- Passage shown -
Seattle Sounders FC became champions in 2022, ending Liga MX's winning streak in the competition since 2006. They were the fifth MLS club to make it to the final, following Real Salt Lake in 2011, Montreal Impact in 2015, Toronto FC in 2018 and Los Angeles FC in 2020.

Canadian teams in MLS – CF Montréal, Toronto FC and Vancouver Whitecaps FC – qualify to the Champions Cup via a separate competition, the Canadian Championship, and they represent the Canadian Soccer Association. Starting in 2024, all three Canadian teams may also qualify through MLS or Leagues Cup. MLS standings were used for Canadian teams qualification only twice: the 2014 season to determine the 2015–16 Champions League representative, as the Canadian Championship format was changed that season, and the 2020 season to determine the 2021 Champions League representative, as the 2020 Canadian Championship was postponed indefinitely due to the COVID-19 pandemic.

- Provided information -
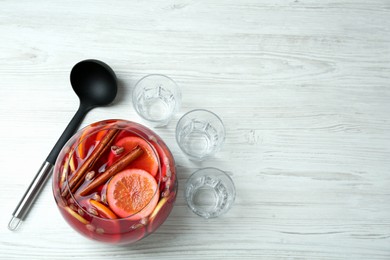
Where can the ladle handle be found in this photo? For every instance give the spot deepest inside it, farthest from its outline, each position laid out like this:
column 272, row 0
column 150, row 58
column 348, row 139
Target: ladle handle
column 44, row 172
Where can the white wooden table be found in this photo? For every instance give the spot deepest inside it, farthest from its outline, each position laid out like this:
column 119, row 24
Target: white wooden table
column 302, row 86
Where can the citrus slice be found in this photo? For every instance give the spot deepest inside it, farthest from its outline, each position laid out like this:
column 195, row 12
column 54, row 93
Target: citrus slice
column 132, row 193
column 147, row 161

---

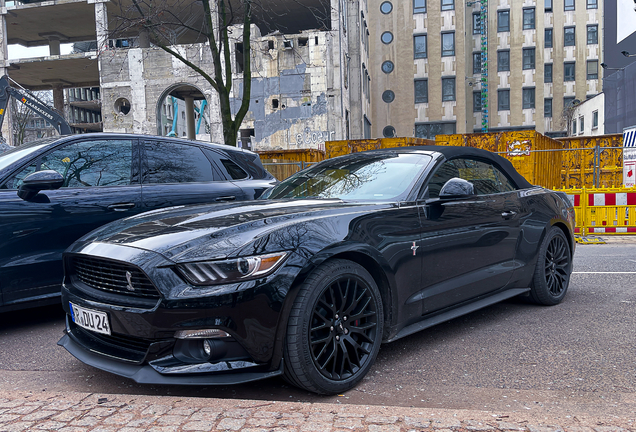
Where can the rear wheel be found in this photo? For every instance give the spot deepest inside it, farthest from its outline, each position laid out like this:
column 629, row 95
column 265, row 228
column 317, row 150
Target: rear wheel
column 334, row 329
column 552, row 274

---

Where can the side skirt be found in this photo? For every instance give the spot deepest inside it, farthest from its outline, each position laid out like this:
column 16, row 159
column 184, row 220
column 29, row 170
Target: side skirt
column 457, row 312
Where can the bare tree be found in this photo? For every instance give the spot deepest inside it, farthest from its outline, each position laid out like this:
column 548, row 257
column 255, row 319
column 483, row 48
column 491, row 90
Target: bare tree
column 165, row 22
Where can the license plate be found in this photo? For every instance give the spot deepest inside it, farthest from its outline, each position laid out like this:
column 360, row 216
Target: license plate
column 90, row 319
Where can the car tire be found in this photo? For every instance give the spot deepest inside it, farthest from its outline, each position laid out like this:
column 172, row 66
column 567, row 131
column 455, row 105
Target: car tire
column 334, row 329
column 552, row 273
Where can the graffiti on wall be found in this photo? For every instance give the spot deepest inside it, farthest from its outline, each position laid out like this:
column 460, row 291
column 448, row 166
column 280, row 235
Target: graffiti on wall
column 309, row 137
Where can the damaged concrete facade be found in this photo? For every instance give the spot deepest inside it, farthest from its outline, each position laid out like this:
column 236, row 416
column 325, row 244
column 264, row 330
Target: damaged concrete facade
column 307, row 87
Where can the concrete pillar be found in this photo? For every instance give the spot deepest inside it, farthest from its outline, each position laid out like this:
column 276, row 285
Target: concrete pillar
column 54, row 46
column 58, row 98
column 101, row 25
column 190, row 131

- Assignment -
Answer from the passage on MLS clubs in the Champions Cup:
(a) Which club became champions in 2022?
(b) Which MLS club reached the final in 2018?
(c) Through what separate competition do Canadian MLS teams qualify?
These rows have nothing to do with the passage on MLS clubs in the Champions Cup.

- Solution to the exercise -
(a) Seattle Sounders FC
(b) Toronto FC
(c) The Canadian Championship